_Your goal_. Repeat the entries in full. Each line must match exactly.
Information supplied START
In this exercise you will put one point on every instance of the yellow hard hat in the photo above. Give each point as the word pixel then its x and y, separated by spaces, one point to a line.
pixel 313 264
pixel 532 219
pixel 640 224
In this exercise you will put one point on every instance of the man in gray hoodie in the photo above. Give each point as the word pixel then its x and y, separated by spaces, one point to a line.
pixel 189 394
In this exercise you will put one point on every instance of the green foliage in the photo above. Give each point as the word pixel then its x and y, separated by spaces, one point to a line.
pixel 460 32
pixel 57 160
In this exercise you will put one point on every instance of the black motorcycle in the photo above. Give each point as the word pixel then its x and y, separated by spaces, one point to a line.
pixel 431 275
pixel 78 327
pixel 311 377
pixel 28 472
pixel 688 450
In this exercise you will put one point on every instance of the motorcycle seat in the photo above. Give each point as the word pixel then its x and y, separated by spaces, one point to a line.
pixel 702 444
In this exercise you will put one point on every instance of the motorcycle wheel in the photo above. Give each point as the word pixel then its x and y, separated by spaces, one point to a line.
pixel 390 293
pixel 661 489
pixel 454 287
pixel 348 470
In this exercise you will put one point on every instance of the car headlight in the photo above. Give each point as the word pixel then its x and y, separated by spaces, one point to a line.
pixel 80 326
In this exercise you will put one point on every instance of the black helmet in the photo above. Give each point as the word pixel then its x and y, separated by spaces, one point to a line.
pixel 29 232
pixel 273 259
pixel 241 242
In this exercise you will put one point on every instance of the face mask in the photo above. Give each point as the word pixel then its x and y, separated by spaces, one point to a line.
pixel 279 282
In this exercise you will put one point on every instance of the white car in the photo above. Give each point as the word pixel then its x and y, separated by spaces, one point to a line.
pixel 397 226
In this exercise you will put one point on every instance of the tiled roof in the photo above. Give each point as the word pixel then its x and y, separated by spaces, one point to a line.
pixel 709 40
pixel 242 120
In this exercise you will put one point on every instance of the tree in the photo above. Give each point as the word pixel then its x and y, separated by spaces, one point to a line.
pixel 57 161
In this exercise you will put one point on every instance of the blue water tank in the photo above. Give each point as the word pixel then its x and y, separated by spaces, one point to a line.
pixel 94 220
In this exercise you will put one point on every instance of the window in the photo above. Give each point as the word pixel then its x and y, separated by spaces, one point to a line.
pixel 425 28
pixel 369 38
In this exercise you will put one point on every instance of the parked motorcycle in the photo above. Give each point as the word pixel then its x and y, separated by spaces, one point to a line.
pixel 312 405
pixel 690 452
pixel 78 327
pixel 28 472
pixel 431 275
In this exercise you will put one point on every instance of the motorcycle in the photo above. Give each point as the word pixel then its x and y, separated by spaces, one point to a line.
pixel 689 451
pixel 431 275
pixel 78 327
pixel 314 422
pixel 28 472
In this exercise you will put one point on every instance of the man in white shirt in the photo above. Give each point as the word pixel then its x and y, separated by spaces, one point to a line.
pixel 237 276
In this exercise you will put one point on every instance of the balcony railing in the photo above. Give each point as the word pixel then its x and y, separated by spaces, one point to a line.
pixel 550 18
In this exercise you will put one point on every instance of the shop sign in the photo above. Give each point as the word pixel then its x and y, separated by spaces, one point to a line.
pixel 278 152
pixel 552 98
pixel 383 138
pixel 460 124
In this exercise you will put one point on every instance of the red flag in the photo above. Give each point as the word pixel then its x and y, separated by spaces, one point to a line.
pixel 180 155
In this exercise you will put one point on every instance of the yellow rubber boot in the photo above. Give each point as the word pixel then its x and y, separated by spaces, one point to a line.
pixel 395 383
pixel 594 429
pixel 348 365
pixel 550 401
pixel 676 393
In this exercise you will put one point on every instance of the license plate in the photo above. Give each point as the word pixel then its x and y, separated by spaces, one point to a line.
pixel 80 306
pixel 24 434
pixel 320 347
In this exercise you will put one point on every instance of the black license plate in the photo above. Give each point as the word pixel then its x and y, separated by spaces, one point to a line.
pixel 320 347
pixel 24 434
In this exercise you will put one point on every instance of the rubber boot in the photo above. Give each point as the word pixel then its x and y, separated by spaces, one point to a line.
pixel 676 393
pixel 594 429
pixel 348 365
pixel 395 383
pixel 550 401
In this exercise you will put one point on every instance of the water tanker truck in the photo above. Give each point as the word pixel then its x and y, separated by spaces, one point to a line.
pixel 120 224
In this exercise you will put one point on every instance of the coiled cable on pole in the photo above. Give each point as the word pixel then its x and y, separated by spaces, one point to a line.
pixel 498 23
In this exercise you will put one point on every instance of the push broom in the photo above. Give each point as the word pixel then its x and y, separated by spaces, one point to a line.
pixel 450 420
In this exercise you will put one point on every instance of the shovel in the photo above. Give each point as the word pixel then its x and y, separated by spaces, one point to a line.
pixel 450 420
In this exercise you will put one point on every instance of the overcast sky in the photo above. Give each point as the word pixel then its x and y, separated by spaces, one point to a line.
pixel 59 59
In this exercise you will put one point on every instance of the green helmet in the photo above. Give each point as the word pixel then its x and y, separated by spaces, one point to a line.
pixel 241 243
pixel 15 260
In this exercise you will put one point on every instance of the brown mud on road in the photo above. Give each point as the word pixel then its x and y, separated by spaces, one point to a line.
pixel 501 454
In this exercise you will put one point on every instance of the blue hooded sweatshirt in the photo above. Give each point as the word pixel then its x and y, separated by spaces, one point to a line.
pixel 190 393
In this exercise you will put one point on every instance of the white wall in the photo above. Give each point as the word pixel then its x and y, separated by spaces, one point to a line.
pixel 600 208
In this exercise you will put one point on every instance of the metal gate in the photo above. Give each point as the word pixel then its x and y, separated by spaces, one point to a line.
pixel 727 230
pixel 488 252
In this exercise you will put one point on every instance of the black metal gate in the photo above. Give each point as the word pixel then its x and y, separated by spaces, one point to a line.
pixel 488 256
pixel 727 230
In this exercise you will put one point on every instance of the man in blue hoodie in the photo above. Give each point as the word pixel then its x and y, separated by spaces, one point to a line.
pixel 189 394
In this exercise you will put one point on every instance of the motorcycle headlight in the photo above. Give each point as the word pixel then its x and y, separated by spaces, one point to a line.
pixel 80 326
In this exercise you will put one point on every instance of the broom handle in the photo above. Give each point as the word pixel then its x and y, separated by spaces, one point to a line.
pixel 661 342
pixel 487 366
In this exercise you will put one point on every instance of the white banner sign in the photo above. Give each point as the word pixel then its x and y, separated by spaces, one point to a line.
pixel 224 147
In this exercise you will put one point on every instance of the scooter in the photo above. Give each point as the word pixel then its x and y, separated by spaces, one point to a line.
Information supplied END
_Response area_.
In this exercise you will put one point on every instance of the yellow hard hat in the photo above. Give each point as the word pixel then its x and y, separated by spaces, one point to a line.
pixel 313 264
pixel 532 219
pixel 640 224
In this exercise you will put one point on every instance of the man in gray hoodie in the photo above. Give each point as the word pixel then its x and y, separated by spaces, one point to a line.
pixel 189 394
In this exercise you will put one point on every instance of the green foliage in the photo above. Give each point as the word pixel then its x and y, separated by spaces, one point to a line.
pixel 460 32
pixel 57 160
In this exercise you will put one point on every instance of the black motorcycle in the photo above. Give each point as the word pixel then its x and y, separated by spaces, one point to a line.
pixel 431 275
pixel 78 327
pixel 311 377
pixel 28 472
pixel 688 450
In this exercise you will put one point on every instance of the motorcycle seat in the photo above. Give each point as the word pixel then its x and y, separated by spaces, one point to a line.
pixel 702 444
In this exercise you will put one point on every instance of the motorcycle wheel in the photo above. Give each point as the word pixel then its x and y, separated by spaces, one point to a line.
pixel 390 293
pixel 661 489
pixel 454 287
pixel 348 470
In this exercise you will put one point on every instance of the car headlight in the photo above. Give each point as the word pixel then its x and y, separated by spaces, one point to a line.
pixel 80 326
In this exercise you will put one point on every instance of the black helmet in the photo above. Give each point as the word pixel then its x and y, separated by spaces, one point to a line.
pixel 29 232
pixel 273 259
pixel 241 242
In this exercise you will put one point on every instance of the face mask in the photo above. Give each point as the word pixel then its x and y, separated by spaces, one point to a line.
pixel 279 282
In this exercise you will put one point on every instance of the white car in the photo above. Give each point as the word pixel then its x and y, separated by spaces, one point to a line.
pixel 397 226
In this exercise you will put one point on every instance of the tiled roof in the photo above. Give each point as the word pixel then its x and y, separated by spaces, one point to a line.
pixel 709 40
pixel 242 120
In this exercise you will put one point on every instance of the tree in the photo above. Give each point as the word pixel then its x and y, separated by spaces, one point to a line.
pixel 57 161
In this exercise you will put one point on every instance of the blue water tank in the photo above. Give each point as the word pixel then its x and y, separated by spaces, one point to a line.
pixel 94 220
In this exercise you will put one point on every instance of the window in the photo above. Give each point as the word pixel then its x and y, separated by spaces, one point to a line.
pixel 425 28
pixel 369 38
In this exercise you will put one point on every instance of the parked motorcycle in the photo above. Give each point as the word pixel then its x and y, separated by spaces, one point to a line.
pixel 312 405
pixel 690 452
pixel 78 327
pixel 28 472
pixel 431 275
In this exercise you will put one point on every instance of the motorcycle in the photo above. Give each point as the word pixel then its x and y, separated by spaces, one point to a line.
pixel 689 451
pixel 431 275
pixel 78 327
pixel 314 422
pixel 28 472
In this exercise you will put one point on every instance of the man in white shirt in the photo above. Give each point as the word pixel then its x and y, separated by spaces, one point to a line.
pixel 237 276
In this exercise you will put one point on every instance of the balcony railing in the photo above. Give each point as the word pixel then its x and y, separated by spaces, one point to a line.
pixel 550 18
In this exercise you will put one point on every instance of the shop sign in the photo above. Give each point as the word pixel then its x and y, separated by spaces, one point to a line.
pixel 278 152
pixel 552 98
pixel 383 138
pixel 460 124
In this exercise you will put one point on every instance of the red flag in the photo above. Give each point as the word pixel then its x and y, separated by spaces, one point to a line.
pixel 180 155
In this exercise you will put one point on every instance of the yellow rubber boot in the photo above. Give each point as the word pixel then its x and y, separated by spaces, one point to a line.
pixel 395 383
pixel 594 429
pixel 348 365
pixel 550 401
pixel 676 393
In this exercise you will put one point on every instance of the license plate in the photo above. Give each point as the word pixel then its x and y, separated by spaces, one point to a line.
pixel 80 306
pixel 24 434
pixel 320 347
In this exercise you will put one point on every instance of the black license plate in the photo above. Give each point as the word pixel then its x and y, separated by spaces, one point to a line.
pixel 320 347
pixel 24 434
In this exercise you will put one point on every instance of the rubber boot in the photo above. Give each point as the word pixel then its x and y, separated by spaces, one point to a line.
pixel 676 393
pixel 594 429
pixel 348 365
pixel 395 383
pixel 550 401
In this exercise you will put one point on every instance of the water tanker truck in the photo above. Give each point as the word pixel then its x and y, separated by spaces, one point to a line.
pixel 120 224
In this exercise you will put one point on every instance of the coiled cable on pole in the photo above. Give each point as the word pixel then its x and y, separated by spaces, one point to a line.
pixel 498 23
In this exercise you will put one point on every instance of the push broom in the photo above. Give each point as the word pixel then its x and y, separated by spaces, one point to a line.
pixel 450 420
In this exercise you will put one point on every instance of the shovel in the photo above. Give each point as the word pixel then its x and y, separated by spaces, one point to a line.
pixel 450 420
In this exercise you will put one point on every instance of the overcast sky in the photo above. Give each point as the word pixel then its x and y, separated by spaces, one point to a line.
pixel 59 59
In this exercise you will put one point on every instance of the green helmet in the photo above. Give each point as the word pixel then its x and y, separated by spaces, one point to a line.
pixel 241 243
pixel 15 260
In this exercise you will put one point on every instance of the brown mud on road in the photo above. Give each point as the word pixel then its x and y, separated by spaces, one point to a line.
pixel 501 454
In this exercise you will put one point on every instance of the blue hooded sweatshirt in the photo above. Give each point as the word pixel then its x and y, separated by spaces, one point to a line.
pixel 190 393
In this exercise you will put one point on every instance of the white wall in the photo above. Give each point as the word pixel then its x and y, separated by spaces, one point to a line.
pixel 600 208
In this exercise you will put one point on every instance of the metal gate in the photo above. Give each point as the word pixel then its x and y, separated by spaces, one point to a line.
pixel 727 230
pixel 488 252
In this exercise you will put one point on every instance of the black metal gate in the photo above. Give each point as the word pixel then its x and y, separated by spaces, one point to a line.
pixel 488 256
pixel 727 230
In this exercise you will put one point on every instance of the man in blue hoodie in the photo above. Give each point as the word pixel then its x and y, separated by spaces, one point to a line.
pixel 189 394
In this exercise you will put one point on every instance of the motorcycle headlight in the photo above. Give each point as the word pixel then its x and y, separated by spaces, one point to a line.
pixel 80 326
In this exercise you will put one point on every instance of the broom handle in the photo above. Give each point as the word pixel then its x and y, separated by spaces, one point to a line.
pixel 661 342
pixel 487 366
In this exercise you will put one point on every instance of the white banner sign in the photo above. Give each point as the word pixel then its x and y, separated by spaces, one point to a line.
pixel 224 147
In this exercise you will put one point on every instance of the scooter in the photo above. Give each point as the word pixel then its x and y, separated by spaces, one point to a line.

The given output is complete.